[Assigned task]: For each of the three statements, say yes or no to whether it agrees with the forum discussion on invention, and quote the words from the forum discussion that decide it. 1. Inventing would become more expensive if the number of invention jobs rose sharply. 2. Most datacores come from sources other than FW. 3. The last post says its writer would take up T2 manufacturing if it were easier.

Another thing to think about - if we mess with the invention math so we can kick max run counts up without breaking a bunch of things (including making sure we scale job time correctly against output runs), does the potentially large increase in practical invention throughput risk breaking the market? If you could put in 24 hours' worth of invention in one go, are we going to see a destructive glut of T2 BPC supply?


Wouldn't that supply be self-regulated by prices of Datacores?

Cost of inventing would shoot up if the volume of invention jobs goes up a lot.

BRB buying datacores...

Edit: Unless of course you mean same amount of datacores for a larger invention run (far more licensed runs in each T2 BPC)...? Shocked




AFAIK most datacores are FW now, so any market pressure from increased invention is nipped in the bud by FW's willingness to shift their LP payouts to datacores, instead of say... faction ships. Or whatever those people buy.
Odoya
Aeon Abraxas
#1063 - 2014-05-17 05:20:55 UTC
Loraine Gess wrote:


I do think making T2 manufacturing easier will induce some of the larger and mid-level entities towards it. Right now it's either the realm of the dedicated (Jump Freighters), or the neurotic (T2 drones clickclickclickclickclickclickclickclickclickclickclickclickclick and so on). The money is good enough that given ease of use, I would do it along with half a dozen others. Of course this may take some pressure off the T1 markets, and it all depends on whether manufacturer population increases, decreases, or smooths out after the patch...

[Available data]:
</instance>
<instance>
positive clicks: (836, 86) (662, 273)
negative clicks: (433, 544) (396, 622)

[Answer to this problem]:
1. Yes: "Cost of inventing would shoot up if the volume of invention jobs goes up a lot."
2. No: "AFAIK most datacores are FW now"
3. Yes: "The money is good enough that given ease of use, I would do it along with half a dozen others."